Apart from the pictures, everything in the lines below must be printed exactly.
== DATA ==
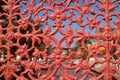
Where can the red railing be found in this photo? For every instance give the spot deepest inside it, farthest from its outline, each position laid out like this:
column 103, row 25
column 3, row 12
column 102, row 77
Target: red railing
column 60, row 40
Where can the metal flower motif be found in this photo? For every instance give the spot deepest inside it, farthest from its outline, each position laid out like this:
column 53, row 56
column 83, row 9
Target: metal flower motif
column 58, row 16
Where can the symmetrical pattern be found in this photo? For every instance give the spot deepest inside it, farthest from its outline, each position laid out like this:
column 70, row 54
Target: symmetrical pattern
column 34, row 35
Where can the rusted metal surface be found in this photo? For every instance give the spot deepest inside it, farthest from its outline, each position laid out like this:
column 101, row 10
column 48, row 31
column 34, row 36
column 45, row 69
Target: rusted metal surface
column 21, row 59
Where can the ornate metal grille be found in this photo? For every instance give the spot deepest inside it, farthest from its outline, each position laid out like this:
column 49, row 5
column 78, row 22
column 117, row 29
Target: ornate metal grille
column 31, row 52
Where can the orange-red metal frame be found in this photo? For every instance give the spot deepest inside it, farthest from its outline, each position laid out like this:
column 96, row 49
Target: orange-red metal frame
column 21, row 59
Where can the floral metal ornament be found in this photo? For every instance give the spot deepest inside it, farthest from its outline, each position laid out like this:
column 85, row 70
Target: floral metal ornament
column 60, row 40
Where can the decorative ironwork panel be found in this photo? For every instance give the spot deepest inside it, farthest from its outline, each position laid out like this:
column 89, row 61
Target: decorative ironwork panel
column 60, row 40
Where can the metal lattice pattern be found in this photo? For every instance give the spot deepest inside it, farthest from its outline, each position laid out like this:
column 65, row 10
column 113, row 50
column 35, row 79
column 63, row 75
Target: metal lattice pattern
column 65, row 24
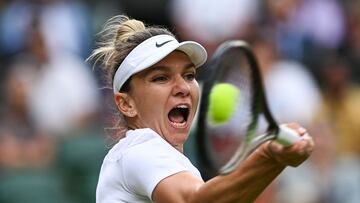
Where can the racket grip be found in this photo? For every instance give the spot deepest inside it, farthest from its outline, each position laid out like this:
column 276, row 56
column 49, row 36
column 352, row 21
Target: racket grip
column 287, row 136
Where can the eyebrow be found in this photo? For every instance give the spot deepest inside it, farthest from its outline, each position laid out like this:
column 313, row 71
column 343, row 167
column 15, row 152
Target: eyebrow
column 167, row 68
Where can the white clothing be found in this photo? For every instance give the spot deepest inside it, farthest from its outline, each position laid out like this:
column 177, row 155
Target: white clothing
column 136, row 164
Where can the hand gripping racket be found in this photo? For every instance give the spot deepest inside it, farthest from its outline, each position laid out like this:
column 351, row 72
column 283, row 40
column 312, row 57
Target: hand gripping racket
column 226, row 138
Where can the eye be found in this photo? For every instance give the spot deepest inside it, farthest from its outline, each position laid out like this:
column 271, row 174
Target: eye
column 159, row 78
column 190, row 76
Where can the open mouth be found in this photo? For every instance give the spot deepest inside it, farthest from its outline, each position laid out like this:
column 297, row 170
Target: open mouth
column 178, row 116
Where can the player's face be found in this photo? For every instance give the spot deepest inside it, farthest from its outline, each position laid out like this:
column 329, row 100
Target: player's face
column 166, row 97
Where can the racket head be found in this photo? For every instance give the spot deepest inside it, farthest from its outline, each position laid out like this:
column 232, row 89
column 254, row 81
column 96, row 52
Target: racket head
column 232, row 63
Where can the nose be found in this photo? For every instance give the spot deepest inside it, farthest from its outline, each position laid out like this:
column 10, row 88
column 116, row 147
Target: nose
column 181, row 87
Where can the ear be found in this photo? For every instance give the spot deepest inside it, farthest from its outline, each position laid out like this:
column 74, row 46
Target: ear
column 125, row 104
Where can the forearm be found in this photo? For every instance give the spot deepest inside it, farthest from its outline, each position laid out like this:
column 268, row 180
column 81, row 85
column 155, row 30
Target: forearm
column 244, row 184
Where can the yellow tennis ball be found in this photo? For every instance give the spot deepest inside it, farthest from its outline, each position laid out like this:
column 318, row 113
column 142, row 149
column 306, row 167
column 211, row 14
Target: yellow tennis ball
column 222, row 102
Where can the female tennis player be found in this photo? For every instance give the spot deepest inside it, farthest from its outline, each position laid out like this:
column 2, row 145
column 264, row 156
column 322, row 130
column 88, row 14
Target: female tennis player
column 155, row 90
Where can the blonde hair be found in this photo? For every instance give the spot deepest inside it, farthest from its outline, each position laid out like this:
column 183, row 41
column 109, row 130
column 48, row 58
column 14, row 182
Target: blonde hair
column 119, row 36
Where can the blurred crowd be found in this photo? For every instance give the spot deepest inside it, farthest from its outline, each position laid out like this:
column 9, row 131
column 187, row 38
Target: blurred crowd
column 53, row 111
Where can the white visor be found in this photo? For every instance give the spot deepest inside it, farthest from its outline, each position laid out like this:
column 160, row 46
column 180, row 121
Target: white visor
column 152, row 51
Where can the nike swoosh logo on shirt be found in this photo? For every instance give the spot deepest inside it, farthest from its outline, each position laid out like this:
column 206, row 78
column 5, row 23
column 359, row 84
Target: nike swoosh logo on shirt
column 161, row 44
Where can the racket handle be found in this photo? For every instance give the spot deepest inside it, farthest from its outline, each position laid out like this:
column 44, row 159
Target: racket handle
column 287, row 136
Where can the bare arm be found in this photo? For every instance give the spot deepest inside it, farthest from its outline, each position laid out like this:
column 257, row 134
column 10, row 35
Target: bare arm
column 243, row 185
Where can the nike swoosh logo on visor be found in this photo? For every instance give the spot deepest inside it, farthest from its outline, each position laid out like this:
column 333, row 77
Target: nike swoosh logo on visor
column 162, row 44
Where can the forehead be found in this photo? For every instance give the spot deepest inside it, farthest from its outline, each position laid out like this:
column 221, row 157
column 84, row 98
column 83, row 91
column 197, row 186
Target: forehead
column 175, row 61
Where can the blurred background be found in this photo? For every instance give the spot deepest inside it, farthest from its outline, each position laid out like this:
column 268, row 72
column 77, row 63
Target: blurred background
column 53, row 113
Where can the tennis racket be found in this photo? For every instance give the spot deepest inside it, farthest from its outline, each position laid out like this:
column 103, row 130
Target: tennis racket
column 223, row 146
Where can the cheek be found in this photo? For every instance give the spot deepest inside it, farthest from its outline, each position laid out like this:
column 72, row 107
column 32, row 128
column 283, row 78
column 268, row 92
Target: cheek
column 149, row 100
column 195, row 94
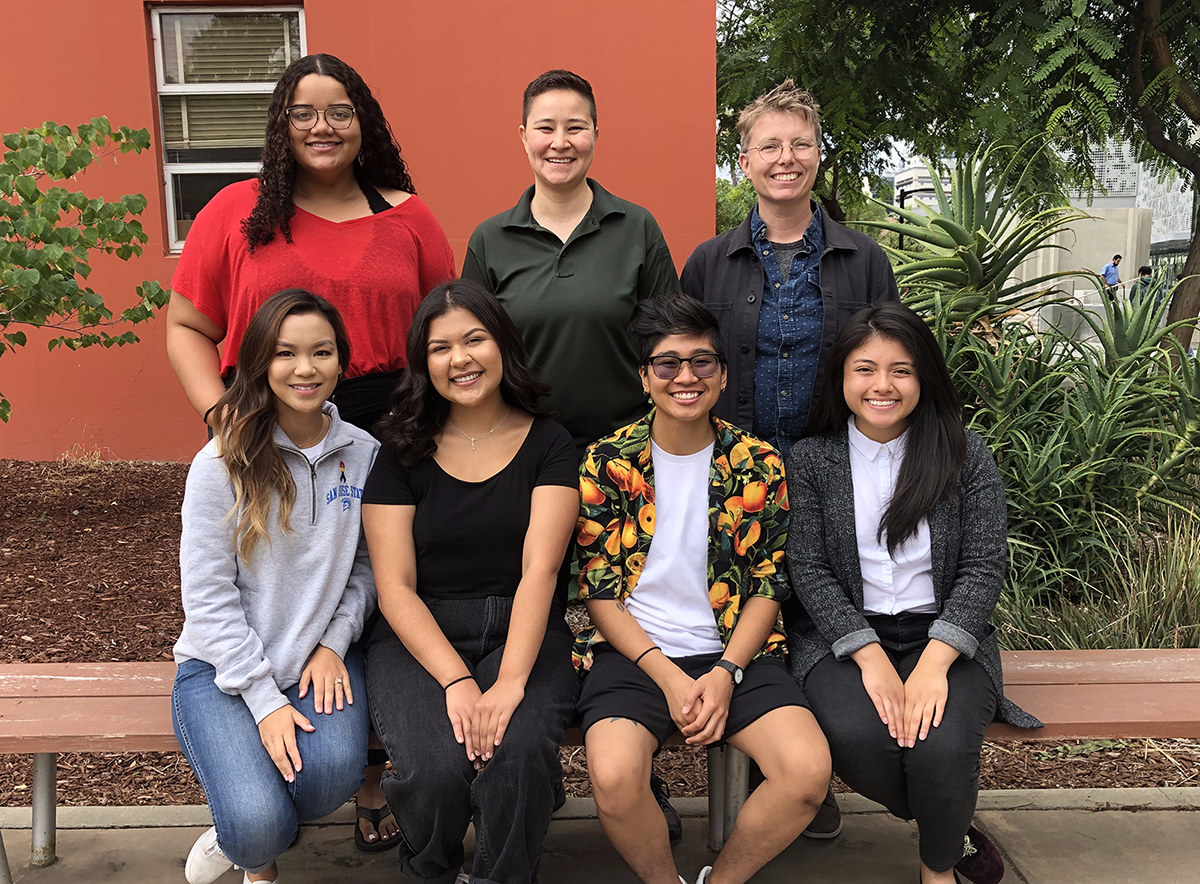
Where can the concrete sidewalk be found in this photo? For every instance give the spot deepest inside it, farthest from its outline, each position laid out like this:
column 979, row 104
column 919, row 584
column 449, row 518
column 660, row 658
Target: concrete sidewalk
===
RESPONSE FOR THIS EXERCISE —
Where can the red railing be found in this photo? For every instance give the spot deepest inside it, farthest from its outline, each position laid out like this:
column 103, row 25
column 3, row 12
column 102, row 77
Target: red railing
column 60, row 40
Where can the metal flower motif be found in this photo? For every instance give the spot deepest inside it, farthest from its outline, each position laid out like this:
column 53, row 56
column 83, row 9
Target: metal flower motif
column 58, row 16
Where can the symmetrical pattern be found in this photo? For every instance give the spot deepest inside it, farthest from its outline, each position laid out like this:
column 70, row 54
Target: symmetrical pattern
column 34, row 35
Where can the rusted metal surface be found in this photo? For every instance give the spot deepest inside it, farthest from its outline, each position laid out like this:
column 101, row 10
column 48, row 31
column 34, row 36
column 45, row 69
Target: rusted metal surface
column 21, row 59
Where can the ornate metal grille be found in this photo? For every instance give the spot deepest inside it, farthest from its outline, each position laid out like this:
column 49, row 5
column 78, row 22
column 117, row 29
Target: ornate metal grille
column 31, row 52
Where can the orange-red metal frame be found in this photo? For every instance give the spot deepest inside it, farthest from its outline, each position laid out like this:
column 96, row 49
Target: orange-red metal frame
column 21, row 59
Where can the floral metal ornament be found in this photo? For every instance give the spot deepest inside it, farthest from its outline, each position laid out like this:
column 85, row 70
Target: floral metal ornament
column 60, row 40
Where can the decorative ironwork panel be found in this photo? For every instance give the spot deepest inside it, farthest from its outline, each position laid out like this:
column 89, row 61
Target: decorative ironwork panel
column 60, row 40
Where can the metal lattice pattern be found in this photo? For every instance give the spot deepest inside it, farthest from its outline, each position laid out like this:
column 65, row 10
column 113, row 50
column 35, row 79
column 63, row 75
Target: metal lattice pattern
column 65, row 24
Where can the racket grip be found in this photo? For every instance give the spot deepest inside it, farthest from its outline, each position laid out like this:
column 276, row 56
column 49, row 36
column 352, row 21
Target: racket grip
column 287, row 136
Where can the eyebrow be found in this photo? For every instance give the spot deepest inside it, farthest from its outline, each position laid out like this:
column 313, row 71
column 343, row 167
column 15, row 152
Target: eyebrow
column 167, row 68
Where can the white clothing be found in this photo? For every instance give the spot deepest inside it, farthest from its outline, each position laid out like this:
column 177, row 155
Target: white clothing
column 136, row 164
Where can the hand gripping racket be found in this photo? For every instance give the spot deepest inside it, farthest from its outline, each position laid out like this:
column 351, row 72
column 283, row 40
column 312, row 57
Target: hand gripping racket
column 226, row 138
Where can the eye be found in this photo? For every instance give the spot deepest inside it, farthest from its outline, each position laid out like this:
column 271, row 174
Target: eye
column 159, row 78
column 190, row 76
Where can the open mouth be found in this photo? For every instance give the spot deepest inside it, farthest from its outline, each position laid out like this:
column 297, row 170
Target: open mouth
column 178, row 116
Where can the player's face be found in this photo? For every instance give the spot deepest inside it, farthest from its outline, each position laid out like this:
column 329, row 100
Target: player's face
column 166, row 97
Where can the racket head be found in this photo? For every instance give the spot deepest inside it, farthest from its outline, each position laid out like this:
column 232, row 89
column 254, row 81
column 96, row 52
Target: racket head
column 232, row 63
Where can the nose be found in this photo? For every instance give the spot deepest inside it, farthest from its outline, each position laid out like this:
column 10, row 88
column 116, row 147
Target: nose
column 181, row 87
Where can the ear be found in this photo? For every instance give the spot deepest inside it, farthest from its outline, each position laid out like this:
column 74, row 46
Target: ear
column 125, row 104
Where can the forearm be found in this photo? For every instance give the spot deepest inside it, farthest from its outline, each position laid out like this:
column 268, row 180
column 81, row 85
column 155, row 30
Target: forearm
column 244, row 184
Where can the yellow tennis ball be found in this photo? For every instance give the spot deepest inside it, farthest from its outline, each position laid out like this:
column 318, row 113
column 142, row 149
column 306, row 167
column 211, row 14
Target: yellow tennis ball
column 222, row 102
Where can the female tennis player be found in this photo? For every instance give the spot deepest inside it, farthest from its outline, each position laid out like this:
column 2, row 145
column 264, row 156
column 322, row 130
column 88, row 14
Target: female tennis player
column 155, row 90
Where can the blonde hair be found in this photo? For every instance give the spot deepest inside it, farthest from its outline, each position laid out like this:
column 183, row 41
column 109, row 130
column 48, row 58
column 14, row 182
Target: blonde hair
column 119, row 36
Where can the blurred crowd be found in this photo? For every instance give the spot deepest inside it, farthest from its outline, each position laid out like this:
column 9, row 131
column 187, row 38
Target: blurred crowd
column 53, row 111
Where can the white visor be found in this photo? For every instance give the spot deepest inside it, farthest from its outline, each position laid out like this:
column 160, row 46
column 180, row 121
Target: white visor
column 152, row 51
Where can the nike swoosh logo on shirt be found in this photo? For every instance give the spot deepest inside it, farthest from its outline, each position laid out like this:
column 206, row 78
column 5, row 23
column 359, row 84
Target: nike swoosh logo on shirt
column 161, row 44
Where can the racket handle be found in this photo? For every instance give the spot deepest inside it, farthest from its outline, each position laid out like this:
column 44, row 159
Target: racket handle
column 287, row 136
Where can the bare arm be found in this photo? For every instance give the spot deepest inside it, farthest from its outline, each position laid out like this:
column 257, row 134
column 10, row 35
Target: bare arm
column 243, row 185
Where can the nike swoosh logo on visor be found in this photo? For every instance give the spot deepest inside it, farthest from its outline, each position laid out like this:
column 333, row 77
Target: nike swoosh logo on visor
column 162, row 44
Where can the forehead be found in this photo? For every instance give the spot deepest inside it, farthest from its outline, each position laid out like this:
column 221, row 157
column 84, row 98
column 83, row 91
column 197, row 186
Target: forehead
column 175, row 61
Where can the blurred background be found in this photo? For every instance give the spot deepest inside it, farthest from its outline, each position laid out like this:
column 268, row 72
column 77, row 63
Target: blurred background
column 53, row 113
Where can the tennis racket be found in this photo? For every instance give the spot deepest inside it, farthest from its outline, each position laid out like this:
column 103, row 130
Target: tennis racket
column 223, row 146
Where can the cheek be found in this photo? For every instance give the spot deepest inside it, farthest from its outline, each position laid out like this:
column 72, row 107
column 32, row 128
column 283, row 78
column 268, row 92
Target: cheek
column 149, row 100
column 195, row 94
Where can the concrete sidewalk be found in this photo? For every instance give the spot deepest inside it, farthest from its outline, each position laid out like this:
column 979, row 104
column 919, row 584
column 449, row 518
column 660, row 658
Target: concrete sidewalk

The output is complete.